Source document
▽
What is the fantasy genre doing wrong?
It’s hard to say that, because so many fantasy authors put so much work into their worlds. Thousands of hours are spent writing lore, cross-referencing to make sure the history remains consistent, drawing up genealogies, sketching maps, conceiving of creatures, possibly even writing bestiaries. I don’t want to belittle all that work. But take the perspective of the reader: here you are, standing in a figurative library full of fantasy books. There are dozens of different fully-fledged worlds, each one crafted with painstaking care and attention to detail. What is there to recommend one world over another?
That’s the killer. For all the work that goes into them, most of these worlds boil down to Tolkien fanfiction, and the only thing that differentiates them is gimmickry. So choosing which one you want to read is as heavy a decision as choosing a flavor of ice cream cone; it’s the same thing (ice and sugar), but colored differently. If you read A Song Of Ice And Fire, it’s Tolkien fanfiction with a grimdark gimmick, which I am not fond of. If you read Dragonlance, it’s Tolkien fanfiction with a gimmick where it began as a Dungeons and Dragons campaign that somebody wrote up as a novel. The most common gimmick is the “my fantasy world is for grownups” schtick. The second most common one is the “my fantasy world involves vaguely sci-fi elements” schtick. There are a few others. None of them are terribly compelling after you’ve seen them once.
(Writing all that, I feel like a jerk. It pains me to dismiss so many people’s hard work. But most fantasy worlds have no essential difference from one another. It’s the same thing with a different gimmick, like different episodes of a repetitive Saturday morning cartoon.)
The easy thing to do would be to leave it here and let the fantasy readers pile into the comments and yell at me. Instead, I want to do two things: mollify the fantasy fans, and explain how I think the genre could be improved. And by “improved”, I mean taken to the level of literary writing.
On the first point, I note that there’s nothing wrong with reading fantasy, even if it is a gimmicky genre. Me? I watch cartoons on the internet and listen to dorky metal music. Trust me, your taste isn’t any worse than mine. And it’s not as if fantasy is the literary equivalent of McDonalds. Maybe Olive Garden, if it’s done well.
△
Stated problem
Continue the essay on what the fantasy genre is doing wrong, starting right after its last sentence. Nothing in the listing is needed here.

Data entries
▽
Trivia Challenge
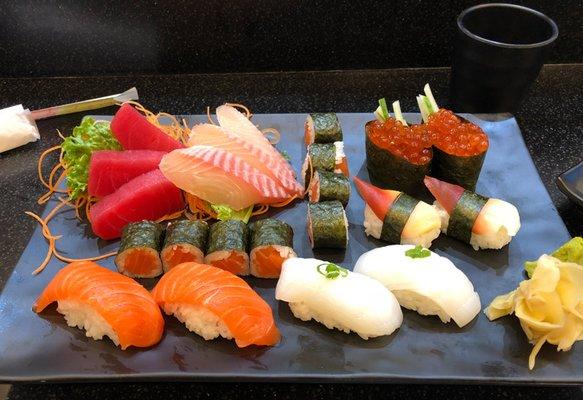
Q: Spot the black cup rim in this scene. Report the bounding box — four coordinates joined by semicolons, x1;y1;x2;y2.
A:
457;3;559;49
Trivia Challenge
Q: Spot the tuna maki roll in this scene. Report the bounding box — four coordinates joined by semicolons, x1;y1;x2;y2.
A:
115;221;164;278
304;113;342;145
308;171;350;207
204;219;249;275
417;85;489;191
308;200;348;249
302;142;349;189
160;219;209;272
354;177;441;247
249;218;296;278
425;176;520;250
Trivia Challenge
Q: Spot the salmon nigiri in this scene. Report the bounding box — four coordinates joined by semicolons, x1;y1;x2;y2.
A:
160;145;290;210
32;261;164;350
354;177;441;247
152;262;280;347
188;124;303;196
423;176;520;250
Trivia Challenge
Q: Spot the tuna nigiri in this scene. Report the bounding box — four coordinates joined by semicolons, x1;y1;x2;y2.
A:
354;177;441;247
152;262;280;347
160;146;289;210
87;150;166;197
188;124;303;195
110;104;184;152
89;169;185;240
32;261;164;350
424;176;520;250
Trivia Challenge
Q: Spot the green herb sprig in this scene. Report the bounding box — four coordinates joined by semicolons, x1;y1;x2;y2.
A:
316;262;348;279
405;245;431;258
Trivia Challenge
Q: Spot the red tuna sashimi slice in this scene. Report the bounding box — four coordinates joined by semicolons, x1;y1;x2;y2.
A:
187;124;304;196
423;176;465;214
216;104;296;177
160;146;289;210
87;150;166;197
90;169;185;240
354;176;401;221
111;104;184;152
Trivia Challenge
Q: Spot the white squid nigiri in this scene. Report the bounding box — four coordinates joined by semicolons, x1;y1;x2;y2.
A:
354;245;481;327
275;258;403;339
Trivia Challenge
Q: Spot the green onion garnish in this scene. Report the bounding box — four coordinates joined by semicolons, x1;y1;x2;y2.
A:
316;262;348;279
405;245;431;258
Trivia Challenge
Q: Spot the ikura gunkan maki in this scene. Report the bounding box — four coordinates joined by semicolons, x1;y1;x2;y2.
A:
204;219;249;275
417;85;489;190
115;221;164;278
354;177;441;247
424;176;520;250
249;218;296;278
308;171;350;207
304;113;342;145
302;142;349;189
308;200;348;249
160;219;209;272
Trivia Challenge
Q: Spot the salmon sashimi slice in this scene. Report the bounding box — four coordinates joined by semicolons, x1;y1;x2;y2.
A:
354;176;401;217
152;263;280;347
160;146;289;210
216;104;296;177
205;250;249;275
32;261;164;349
251;245;296;278
187;124;303;196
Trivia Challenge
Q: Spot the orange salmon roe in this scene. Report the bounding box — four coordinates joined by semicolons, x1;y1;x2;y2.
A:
369;118;432;165
426;109;488;156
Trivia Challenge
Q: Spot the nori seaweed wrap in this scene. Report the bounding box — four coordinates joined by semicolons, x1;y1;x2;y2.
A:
308;171;350;207
160;219;209;272
205;219;249;275
114;221;164;278
249;218;296;278
304;113;342;145
365;121;431;193
308;200;348;249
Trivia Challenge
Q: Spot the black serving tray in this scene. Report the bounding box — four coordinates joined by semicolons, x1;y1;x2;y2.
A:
0;114;583;384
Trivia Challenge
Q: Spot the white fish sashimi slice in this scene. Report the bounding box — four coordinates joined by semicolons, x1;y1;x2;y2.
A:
188;124;303;195
216;104;296;178
160;146;288;210
354;245;481;327
275;258;403;339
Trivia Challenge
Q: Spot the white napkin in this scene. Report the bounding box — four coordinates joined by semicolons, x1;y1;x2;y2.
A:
0;104;40;153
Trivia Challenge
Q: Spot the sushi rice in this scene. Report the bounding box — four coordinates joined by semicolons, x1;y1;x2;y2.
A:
275;258;403;339
354;245;481;327
433;199;520;250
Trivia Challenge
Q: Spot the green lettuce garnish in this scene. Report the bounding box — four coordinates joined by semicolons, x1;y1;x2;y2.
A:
524;237;583;278
211;204;253;223
62;117;122;200
405;244;431;258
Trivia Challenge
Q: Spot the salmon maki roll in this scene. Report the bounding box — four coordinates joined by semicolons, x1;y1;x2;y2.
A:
160;219;209;272
204;219;249;275
32;261;164;350
249;218;296;278
302;142;349;188
152;262;280;347
115;221;164;278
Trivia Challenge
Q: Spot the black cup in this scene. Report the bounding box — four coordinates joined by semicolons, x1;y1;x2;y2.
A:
450;3;559;113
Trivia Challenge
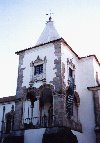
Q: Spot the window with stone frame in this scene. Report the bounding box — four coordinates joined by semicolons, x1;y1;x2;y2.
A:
30;56;47;84
34;64;43;75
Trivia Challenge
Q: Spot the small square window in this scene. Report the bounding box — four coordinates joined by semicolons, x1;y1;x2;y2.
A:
△
Result of this task
On the second point, I think the best idea would be worldbuilding with a purpose. In the first line I called out “aimless” worldbuilding as the big problem with fantasy, and I do think that most fantasy worldbuilding is aimless. It seems to begin from asking oneself this question: “I have the time and inclination to build a fantasy world. How do I make it not-Tolkien?” Instead of asking yourself that (and then trying to pretend that you began some other way), why not begin like this: “I have the time and inclination to build a fictional world. What am I trying to do with it?”
There are a few critical differences here. First, “fictional” is used instead of “fantasy” because “fantasy” seems to chain the whole thing to Middle-Earth in a counterproductive way. I’m not saying that the fantasy genre must cease to be fantasy in order to be any good, just to avoid sliding into the fantasy trope-space too early in the creative process.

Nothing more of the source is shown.